*Dostarczony tekst:*
- - - -

O całej reszcie odpowiedzi to się nawet nie wypowiadam, bo to mistrzostwo offtopu, spamu i innego badziewia, które tylko zaśmieca FW. Zresztą w ogóle strasznie ciężko o dyskusje z wami (dlatego w pierwszym zdaniu słowo dyskusja wziąłem w cudzysłów). Założyłem wątek na forum filmu "Death Race" (czyli kolejny film ubóstwiany przez małolatów) i nawet miałem uczestniczyć w tej, powiedzmy "wymianie zdań", ale jak zobaczyłem, że mam gadać z 14-letnią siksą, co ma morko, jak widzi Stathama i z 12-letnim dzieckiem neo, który nawet nie umie skleić jednego polskiego zdania, to se dałem spokój.
To zresztą nie odosobniony przypadek. Przy "Efekcie motyla" akurat się dołączyłem do rozmowy jako krytykant filmu, a żaden fan nie potrafił napisał niczego innego niż "Film jest super i koniec!", "Zajebisty film!" - i tak 14689 razy. I tu jest tak samo. Jedynie pierwsze posty coś sobą reprezentują i widać, że te osoby chciały podać konkretne argumenty, a reszta to już offtop na całego.
Jedyną taką naprawdę fajną dyskusję odbyłem zaledwie chyba z 4, może 5 razy, przy czym jedną trudno nazwać dyskusją, bardziej kumpelską pogawędką przy piwie (możecie se zresztą zobaczyć: forum Paula W. S. Andersona - jak komuś się chce oczywiście, wątek powinien być wysoko, łatwo go znaleźć :)) )
PS. A zdania typu "Dajesz xxx 1 bo masz kompleksy" to sobie proszę darować, bo to się z deka robi nudne.
PS 2. Aż cud nastał, że jak na taki zlot fanek nikt nie przyczepił się do tego, że zrobiłem literówkę przy nazwisku Ledgera. Albo że mam Norrisa na avku, więc pewnie uwielbiam puste durnowate akcyjniaki. No no, muszę przyznać, że zaskoczyłyście mnie ;) :P
"Tyle tylko, że ta lista po coś chyba istnieje, prawda?"

- - - -

*Wiersze danych:*
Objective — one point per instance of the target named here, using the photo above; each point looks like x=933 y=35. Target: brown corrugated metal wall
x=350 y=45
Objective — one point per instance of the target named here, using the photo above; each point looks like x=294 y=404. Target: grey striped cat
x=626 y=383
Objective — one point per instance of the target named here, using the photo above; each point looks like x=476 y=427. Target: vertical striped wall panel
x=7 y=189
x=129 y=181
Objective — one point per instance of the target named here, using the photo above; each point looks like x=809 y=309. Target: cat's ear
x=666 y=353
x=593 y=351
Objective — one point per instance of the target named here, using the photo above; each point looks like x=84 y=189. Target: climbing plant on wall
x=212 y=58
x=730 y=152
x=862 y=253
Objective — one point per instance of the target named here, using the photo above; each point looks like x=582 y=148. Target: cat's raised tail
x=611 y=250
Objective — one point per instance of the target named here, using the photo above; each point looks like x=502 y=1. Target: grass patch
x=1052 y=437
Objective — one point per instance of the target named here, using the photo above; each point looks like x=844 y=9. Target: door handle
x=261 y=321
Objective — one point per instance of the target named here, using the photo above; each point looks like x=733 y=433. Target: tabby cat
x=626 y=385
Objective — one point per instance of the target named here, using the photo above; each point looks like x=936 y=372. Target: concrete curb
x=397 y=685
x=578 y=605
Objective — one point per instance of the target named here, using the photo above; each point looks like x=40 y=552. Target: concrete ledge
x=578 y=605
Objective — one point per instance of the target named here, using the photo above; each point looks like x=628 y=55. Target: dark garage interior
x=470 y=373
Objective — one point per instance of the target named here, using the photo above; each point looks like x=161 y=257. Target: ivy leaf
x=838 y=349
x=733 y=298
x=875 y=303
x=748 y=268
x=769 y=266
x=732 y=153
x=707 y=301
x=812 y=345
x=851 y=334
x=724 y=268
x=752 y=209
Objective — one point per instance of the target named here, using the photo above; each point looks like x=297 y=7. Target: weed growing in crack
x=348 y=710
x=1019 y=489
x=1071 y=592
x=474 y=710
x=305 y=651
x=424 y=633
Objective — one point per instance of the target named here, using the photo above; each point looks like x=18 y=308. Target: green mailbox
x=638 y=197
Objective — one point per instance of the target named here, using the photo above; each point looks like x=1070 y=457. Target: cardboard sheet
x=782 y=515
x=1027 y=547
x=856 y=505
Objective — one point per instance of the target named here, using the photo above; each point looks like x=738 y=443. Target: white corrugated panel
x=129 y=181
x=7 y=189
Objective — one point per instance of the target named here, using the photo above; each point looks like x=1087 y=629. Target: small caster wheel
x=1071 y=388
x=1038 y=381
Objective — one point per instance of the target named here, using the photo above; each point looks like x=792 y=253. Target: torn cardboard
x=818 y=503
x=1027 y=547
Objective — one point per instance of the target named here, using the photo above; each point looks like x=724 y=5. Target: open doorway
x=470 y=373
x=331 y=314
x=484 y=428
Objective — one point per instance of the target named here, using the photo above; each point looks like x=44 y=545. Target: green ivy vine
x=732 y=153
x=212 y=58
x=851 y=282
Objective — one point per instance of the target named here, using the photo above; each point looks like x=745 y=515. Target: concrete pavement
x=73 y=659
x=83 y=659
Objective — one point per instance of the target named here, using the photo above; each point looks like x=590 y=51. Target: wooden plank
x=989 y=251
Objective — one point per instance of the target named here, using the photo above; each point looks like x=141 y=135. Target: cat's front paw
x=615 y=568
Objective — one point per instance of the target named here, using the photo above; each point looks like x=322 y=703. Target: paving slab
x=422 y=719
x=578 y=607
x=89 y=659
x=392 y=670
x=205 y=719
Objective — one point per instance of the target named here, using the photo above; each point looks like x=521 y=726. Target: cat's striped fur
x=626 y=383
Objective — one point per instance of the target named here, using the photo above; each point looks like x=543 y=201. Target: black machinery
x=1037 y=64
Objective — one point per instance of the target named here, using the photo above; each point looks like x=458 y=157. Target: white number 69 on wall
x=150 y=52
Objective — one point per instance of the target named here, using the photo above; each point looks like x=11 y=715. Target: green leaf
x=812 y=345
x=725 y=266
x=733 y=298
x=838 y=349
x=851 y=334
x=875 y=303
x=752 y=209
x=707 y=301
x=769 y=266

- - - -

Jak brzmi fragment tekstu o dyskusjach na forum filmowym, który otwierają słowa zawierające "O całej reszcie", a zamyka "se dałem spokój."? Wyodrębnij go dosłownie, bez żadnych zmian.

*Wynik końcowy:*
O całej reszcie odpowiedzi to się nawet nie wypowiadam, bo to mistrzostwo offtopu, spamu i innego badziewia, które tylko zaśmieca FW. Zresztą w ogóle strasznie ciężko o dyskusje z wami (dlatego w pierwszym zdaniu słowo dyskusja wziąłem w cudzysłów). Założyłem wątek na forum filmu "Death Race" (czyli kolejny film ubóstwiany przez małolatów) i nawet miałem uczestniczyć w tej, powiedzmy "wymianie zdań", ale jak zobaczyłem, że mam gadać z 14-letnią siksą, co ma morko, jak widzi Stathama i z 12-letnim dzieckiem neo, który nawet nie umie skleić jednego polskiego zdania, to se dałem spokój.